Requirements - Can you write out every one of the entries below word for word, leaving the pictures out of your answer?

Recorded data
============================================================

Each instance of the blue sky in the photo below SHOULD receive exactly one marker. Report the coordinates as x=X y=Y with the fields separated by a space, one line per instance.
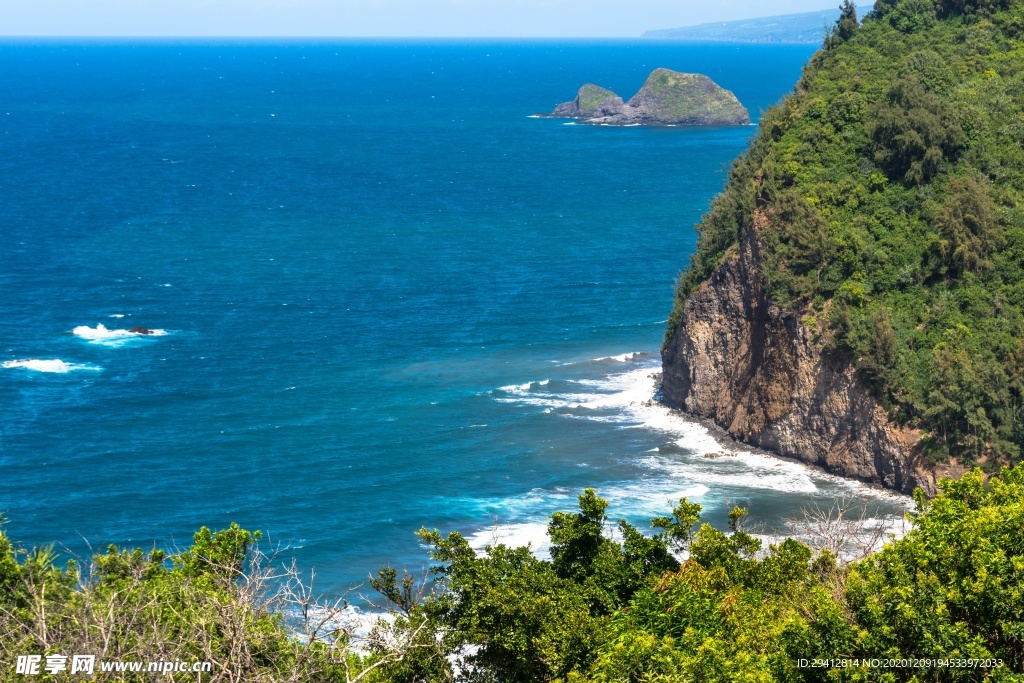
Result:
x=376 y=17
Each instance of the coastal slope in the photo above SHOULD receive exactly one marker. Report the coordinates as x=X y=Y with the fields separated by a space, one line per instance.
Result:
x=800 y=28
x=855 y=301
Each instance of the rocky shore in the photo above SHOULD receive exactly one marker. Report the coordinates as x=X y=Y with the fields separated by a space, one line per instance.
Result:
x=667 y=98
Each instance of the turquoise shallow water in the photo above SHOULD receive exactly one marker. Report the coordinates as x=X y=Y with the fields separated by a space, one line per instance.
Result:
x=390 y=298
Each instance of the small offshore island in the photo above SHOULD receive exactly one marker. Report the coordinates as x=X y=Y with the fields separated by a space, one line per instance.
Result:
x=667 y=98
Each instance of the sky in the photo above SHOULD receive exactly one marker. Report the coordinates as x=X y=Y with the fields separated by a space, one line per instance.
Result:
x=367 y=18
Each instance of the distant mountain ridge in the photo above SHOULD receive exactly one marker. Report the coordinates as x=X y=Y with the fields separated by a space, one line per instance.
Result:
x=801 y=28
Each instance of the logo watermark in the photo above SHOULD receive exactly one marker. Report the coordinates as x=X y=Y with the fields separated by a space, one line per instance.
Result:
x=88 y=665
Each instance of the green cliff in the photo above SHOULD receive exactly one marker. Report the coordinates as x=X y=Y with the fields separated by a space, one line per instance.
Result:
x=857 y=296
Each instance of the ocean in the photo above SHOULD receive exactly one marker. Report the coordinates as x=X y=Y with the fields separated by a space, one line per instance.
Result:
x=385 y=297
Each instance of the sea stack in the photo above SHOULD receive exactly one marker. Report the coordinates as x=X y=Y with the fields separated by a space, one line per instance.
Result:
x=667 y=98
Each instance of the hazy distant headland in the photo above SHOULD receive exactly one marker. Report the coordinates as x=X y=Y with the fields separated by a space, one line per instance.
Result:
x=802 y=28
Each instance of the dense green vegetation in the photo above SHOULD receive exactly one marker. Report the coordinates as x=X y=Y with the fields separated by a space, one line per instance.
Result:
x=676 y=96
x=590 y=96
x=889 y=190
x=606 y=607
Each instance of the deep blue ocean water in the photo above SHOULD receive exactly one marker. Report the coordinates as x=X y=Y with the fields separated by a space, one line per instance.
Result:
x=390 y=298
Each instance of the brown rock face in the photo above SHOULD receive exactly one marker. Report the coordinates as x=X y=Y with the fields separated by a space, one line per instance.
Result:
x=758 y=373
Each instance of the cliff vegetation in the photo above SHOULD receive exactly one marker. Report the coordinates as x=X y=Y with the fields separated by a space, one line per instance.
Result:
x=882 y=202
x=606 y=607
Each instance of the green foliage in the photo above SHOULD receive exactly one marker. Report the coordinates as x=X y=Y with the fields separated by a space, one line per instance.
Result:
x=952 y=587
x=203 y=604
x=885 y=201
x=601 y=610
x=590 y=96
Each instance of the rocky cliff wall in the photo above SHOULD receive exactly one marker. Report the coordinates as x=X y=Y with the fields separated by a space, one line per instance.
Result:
x=758 y=373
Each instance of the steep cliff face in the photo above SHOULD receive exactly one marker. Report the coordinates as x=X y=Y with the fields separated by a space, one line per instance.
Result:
x=757 y=372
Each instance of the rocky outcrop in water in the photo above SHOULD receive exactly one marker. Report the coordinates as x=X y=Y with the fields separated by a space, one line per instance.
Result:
x=667 y=98
x=758 y=372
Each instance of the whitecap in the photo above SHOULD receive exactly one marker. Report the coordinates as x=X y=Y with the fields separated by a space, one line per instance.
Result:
x=51 y=366
x=622 y=357
x=100 y=335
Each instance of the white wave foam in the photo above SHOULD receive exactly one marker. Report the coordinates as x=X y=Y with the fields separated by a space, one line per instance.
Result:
x=628 y=399
x=54 y=366
x=622 y=357
x=522 y=389
x=100 y=335
x=534 y=534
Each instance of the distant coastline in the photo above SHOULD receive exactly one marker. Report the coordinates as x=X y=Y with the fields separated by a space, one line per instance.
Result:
x=803 y=28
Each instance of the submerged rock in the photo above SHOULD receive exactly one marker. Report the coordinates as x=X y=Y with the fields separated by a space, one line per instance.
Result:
x=667 y=98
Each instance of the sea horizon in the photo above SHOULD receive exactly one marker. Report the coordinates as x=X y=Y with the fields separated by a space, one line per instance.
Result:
x=386 y=297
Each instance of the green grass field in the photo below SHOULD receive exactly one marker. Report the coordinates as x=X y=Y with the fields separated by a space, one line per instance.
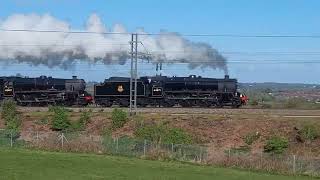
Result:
x=35 y=165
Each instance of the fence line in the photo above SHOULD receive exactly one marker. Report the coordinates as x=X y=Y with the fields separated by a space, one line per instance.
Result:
x=127 y=146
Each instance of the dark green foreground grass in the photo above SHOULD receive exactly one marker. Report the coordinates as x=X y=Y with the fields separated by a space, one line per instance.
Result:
x=35 y=165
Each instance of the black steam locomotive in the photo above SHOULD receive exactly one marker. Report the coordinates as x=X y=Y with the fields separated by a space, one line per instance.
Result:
x=44 y=91
x=170 y=91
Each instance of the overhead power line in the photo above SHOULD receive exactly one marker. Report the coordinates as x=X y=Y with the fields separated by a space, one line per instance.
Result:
x=181 y=34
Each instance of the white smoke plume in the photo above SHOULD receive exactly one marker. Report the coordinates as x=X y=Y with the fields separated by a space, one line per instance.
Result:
x=60 y=49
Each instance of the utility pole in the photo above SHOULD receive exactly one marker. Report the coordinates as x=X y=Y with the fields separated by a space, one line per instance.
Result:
x=133 y=74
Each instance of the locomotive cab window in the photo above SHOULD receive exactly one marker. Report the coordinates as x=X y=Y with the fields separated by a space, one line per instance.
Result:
x=156 y=91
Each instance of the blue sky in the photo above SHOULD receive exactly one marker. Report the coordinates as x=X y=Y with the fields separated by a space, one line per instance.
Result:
x=243 y=17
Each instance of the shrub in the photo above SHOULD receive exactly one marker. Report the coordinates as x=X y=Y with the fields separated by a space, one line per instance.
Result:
x=276 y=145
x=309 y=132
x=9 y=110
x=60 y=120
x=163 y=134
x=83 y=120
x=11 y=117
x=177 y=136
x=152 y=133
x=293 y=103
x=119 y=118
x=250 y=138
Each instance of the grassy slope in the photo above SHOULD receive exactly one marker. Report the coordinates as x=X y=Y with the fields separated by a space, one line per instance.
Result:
x=33 y=165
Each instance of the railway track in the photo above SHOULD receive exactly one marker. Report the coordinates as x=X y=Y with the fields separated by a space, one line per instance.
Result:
x=180 y=111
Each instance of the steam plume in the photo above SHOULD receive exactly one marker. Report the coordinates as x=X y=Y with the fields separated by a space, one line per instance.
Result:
x=61 y=49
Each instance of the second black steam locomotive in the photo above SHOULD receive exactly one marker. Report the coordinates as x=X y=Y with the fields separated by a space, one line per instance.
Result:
x=43 y=91
x=166 y=91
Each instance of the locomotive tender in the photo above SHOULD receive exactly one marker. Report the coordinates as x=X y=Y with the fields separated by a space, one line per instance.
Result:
x=42 y=91
x=166 y=91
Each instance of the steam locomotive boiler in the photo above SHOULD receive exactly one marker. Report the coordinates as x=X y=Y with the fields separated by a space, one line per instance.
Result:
x=166 y=91
x=44 y=90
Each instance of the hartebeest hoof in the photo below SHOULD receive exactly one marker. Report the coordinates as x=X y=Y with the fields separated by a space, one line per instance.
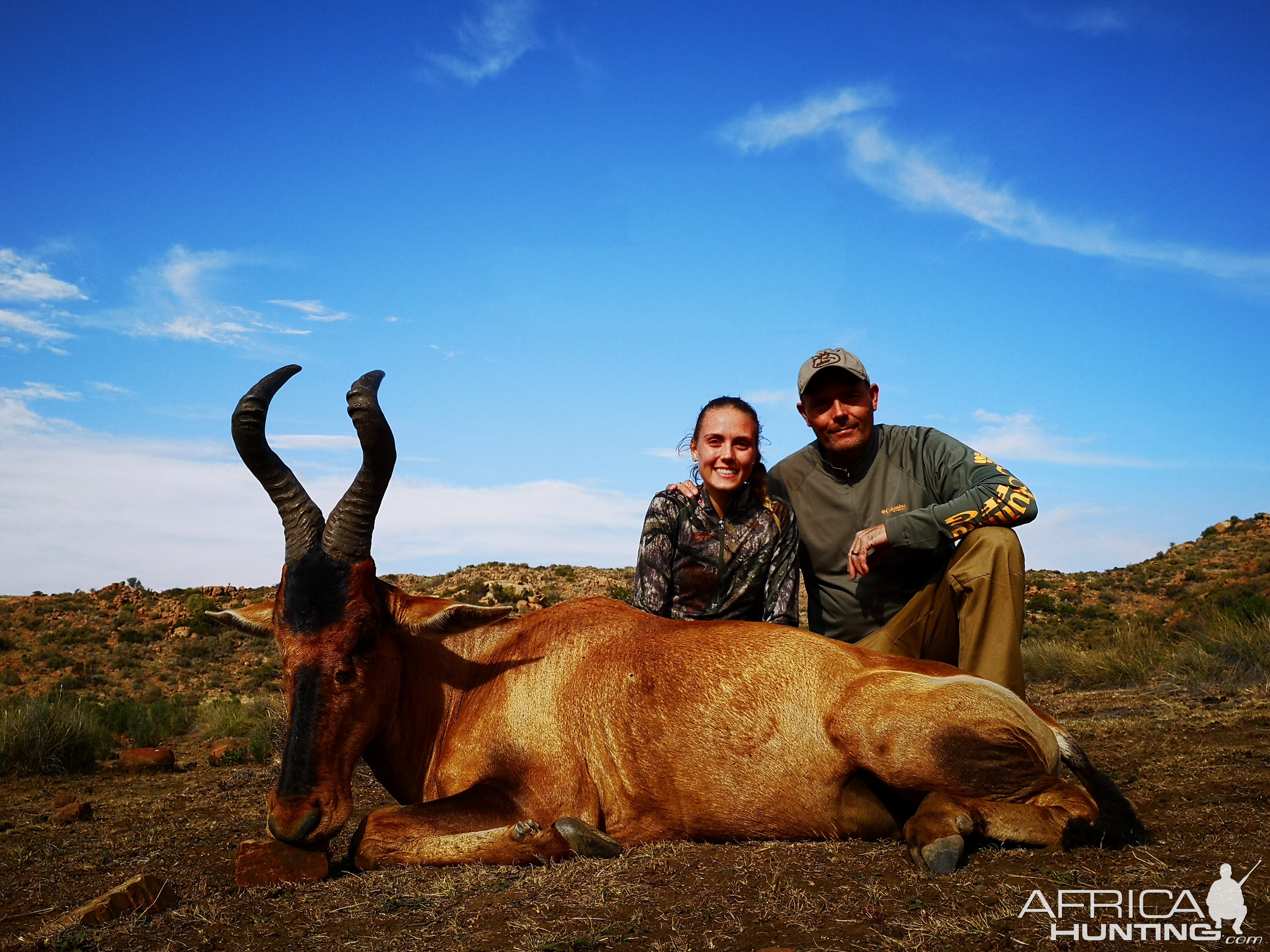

============================================================

Solved exercise -
Each instance of the blue sky in the photo below SHOULD receive exactly one marker. Report the coordinates as x=X y=Y with the fields separated by a space, one line per instance.
Result:
x=376 y=17
Each instance of the coastal slope in the photo above SHOULD receive exactly one marker. Report the coordinates as x=X y=Y with the fields separated by a space, one line per instance.
Result:
x=800 y=28
x=855 y=301
Each instance of the rocky shore in the photo above SHOULD receive exactly one marker. Report the coordinates as x=X y=Y with the fields separated by a space, one line per instance.
Result:
x=667 y=98
Each instance of the turquoise shallow water in the photo above SHOULD receive exactly one marker. Report the coordinates as x=X y=Y with the fields separated by a space, one line per instance.
Result:
x=390 y=298
Each instance of the small offshore island in the photo above SHOULD receive exactly one marker. Report the coordinates as x=X y=Y with the fields separated by a space, one line per instance.
Result:
x=667 y=98
Each instance of the sky in the photo above SHOULD receive exactly one marker. Report the coordinates as x=X y=Y with the fields separated by a space, one line per instance.
Result:
x=367 y=18
Each instance of the distant mountain ridge in the photo above SHOULD receive exactly one marker. Report the coordinates as x=X y=Y with the fields separated by a space, one line per instance.
Result:
x=801 y=28
Each instance of the logo watermark in the photo above SHOULD receive exactly one marker. Report the coordinates as x=X y=Y with the fields separated by a space, one line per instance.
Result:
x=88 y=665
Each instance of the green cliff in the photo above SHOULD receive exactly one marker. Report the coordinates as x=X y=Y with the fields separated by a space, one line per instance.
Result:
x=857 y=296
Each instance of the ocean in the photo above SHOULD receive exactly one marker. Report the coordinates as x=X y=Y with the fields separated by a space, one line per instance.
Result:
x=385 y=297
Each instance of the sea stack in the photo above SHOULD receive exactly one marker. Report the coordinates as x=X y=Y with the fields separated by a space, one line per instance.
Result:
x=667 y=98
Each instance of the hazy distant headland in the photo above SHOULD receive exactly one marker. Report the coordinates as x=X y=Y with the fields separated by a space, one line per instance.
Result:
x=802 y=28
Each instance of the dense green vegetation in the photo above SHOULD receive exactly one marker. Report the coordinates as x=X y=Y with the fields separated by a space, one line per instance.
Result:
x=676 y=96
x=590 y=96
x=889 y=190
x=606 y=607
Each instance of the deep blue ocean water in the photo above SHOULD receive exactly one marker. Report the coordinates as x=X y=Y with the fields separated by a space, one line per instance.
Result:
x=390 y=298
Each instance of the brown rock face in the photo above SHOULD receive exactly one marker. Report the coordinates as x=X y=Y with the fields separated by a space, one line per instance.
Result:
x=758 y=373
Each instance of the cliff vegetation in the photo above SHOULD receive exactly one marker. Report the coordinates as x=X y=Y with the fields separated by a space, one line per instance.
Result:
x=882 y=202
x=606 y=607
Each instance of the green foliage in the photo above SHOULD receive exactly one marker. Report the coordinates as x=X y=Y with the fields separated by a space, one line per instance.
Result:
x=952 y=587
x=203 y=604
x=885 y=201
x=601 y=610
x=590 y=96
Each instance of the rocky cliff wall in the photo above SHOULD receive exactly one marker. Report the coordinates as x=X y=Y with the fields separated by a space, one line per instance.
Result:
x=758 y=373
Each instance of the steep cliff face in the photo above SHOULD receive exactly one marker. Report the coordinates as x=X y=Y with the fields separated by a space, one line per instance.
Result:
x=757 y=372
Each instance of the rocky outcrop in water in the photo above SHOULD receive exactly one marker. Report the coordinates as x=X y=Y with the fields separated by a space, one line per instance.
Result:
x=667 y=98
x=758 y=372
Each instance of the whitecap in the photo above SHOULD receive exactly one marker. Report the coordinates as x=X y=Y with the fields separated by a space, one line per instance.
Result:
x=51 y=366
x=622 y=357
x=100 y=335
Each instance of the white wave foam in the photo above SHOULD receive exactly one marker. Report the coordinates as x=X y=Y with the fields separated by a space, one line per instance.
Result:
x=628 y=399
x=54 y=366
x=622 y=357
x=522 y=389
x=100 y=335
x=534 y=534
Each instance of the distant coastline in the photo above SHOULD receive exactly one marker. Report the coordinates as x=X y=Y with the fields separated by a space, one line per instance.
Result:
x=803 y=28
Each instance of the submerged rock in the photo above SHOULD receive exactly one marker. Report the coordinates as x=X y=Y with the fields separated by a space, one line per instance.
Result:
x=667 y=98
Each instance of the sea horizon in the photo above SHOULD receive exactly one marker. Report the coordinates as x=X y=Y with the fields separated by a space, one line per instance.
Result:
x=386 y=297
Each instance of the green grass field in the photo below SHOULD receive exactly one marker. Report the coordinates as x=X y=Y with the fields separated by a space, one line per instance.
Result:
x=35 y=165
Each instance of the fence line in the photo above SHOULD receive exactly one marker. Report the coordinates as x=X y=Y with the fields separated by a space, one line per instance.
Result:
x=127 y=146
Each instance of the dark green foreground grass in the photo above SHOULD receive exactly one marker. Report the coordinates as x=X y=Y with the fields separated by a space, one line per instance.
Result:
x=35 y=165
Each instance of the black steam locomotive in the photo above SHOULD receive exactly one marker. Report the coordinates as x=X y=Y with the fields separated by a space, one line per instance.
Result:
x=44 y=91
x=170 y=91
Each instance of the overhead power line in the photo above SHOULD receive exactly one marker. Report the coordinates as x=X y=Y with the fields separated by a space, one line per instance.
Result:
x=181 y=34
Each instance of the white smoke plume in the photo above SHOULD receive exactly one marker. Report the coordinates as x=X y=Y with the fields separated by a space, one line per instance.
Result:
x=60 y=49
Each instance of the utility pole in the photo above SHOULD receive exactly one marker. Report the coordinates as x=X y=Y with the fields separated by a space, one line per instance.
Result:
x=133 y=74
Each instance of the locomotive cab window in the photo above SHOULD receive exactly one marker. Report the coordinates as x=X y=Y with the fields separated by a space, one line per instance.
Result:
x=156 y=91
Each instance of the blue sky in the photo above SHOULD receive exactly one marker. Report the coordinates as x=X y=Y with the fields separated by a space, one line per instance.
Result:
x=243 y=17
Each instance of the shrub in the photo above SHOULD receive exactly one marker. Report the coordinates as x=X y=Y with the fields separated by a space, one line per instance.
Result:
x=276 y=145
x=309 y=132
x=9 y=110
x=60 y=120
x=163 y=134
x=83 y=120
x=11 y=117
x=177 y=136
x=152 y=133
x=293 y=103
x=119 y=118
x=250 y=138
Each instance of the grassy slope in the photo above SHOULD receive exactly one marker. Report the coordinates as x=X y=Y with the fields separated by a space, one line per instance.
Result:
x=33 y=165
Each instance of the railway track in the photo above SHOULD receive exactly one marker. Report the coordinates as x=X y=Y with the fields separated by a space, one line per instance.
Result:
x=180 y=111
Each instance of the steam plume in the photo above SHOULD receive exactly one marker. Report the coordinates as x=X y=Y with the fields separated by a space, one line per instance.
Result:
x=61 y=49
Each instance of the second black steam locomotive in the photo above SHOULD receive exactly one marker. Report the coordinates as x=X y=Y with the fields separated by a space, one line per instance.
Result:
x=43 y=91
x=166 y=91
Each instance of the locomotive tender in the photo above SHOULD receive exactly one marker. Report the coordinates as x=X y=Y with the fields separated by a space, one line per instance.
Result:
x=42 y=91
x=166 y=91
Each instance of the steam locomotive boiler in the photo above SHOULD receive exactly one marker. Report the coordinates as x=X y=Y with the fields separated by a space, one line per instance.
Result:
x=166 y=91
x=44 y=90
Each instance of the hartebeest hoof in the photo below SHOULD receive exactly one marker. Report the coordinates as x=X y=Y with the fields separated by a space, one line per instance.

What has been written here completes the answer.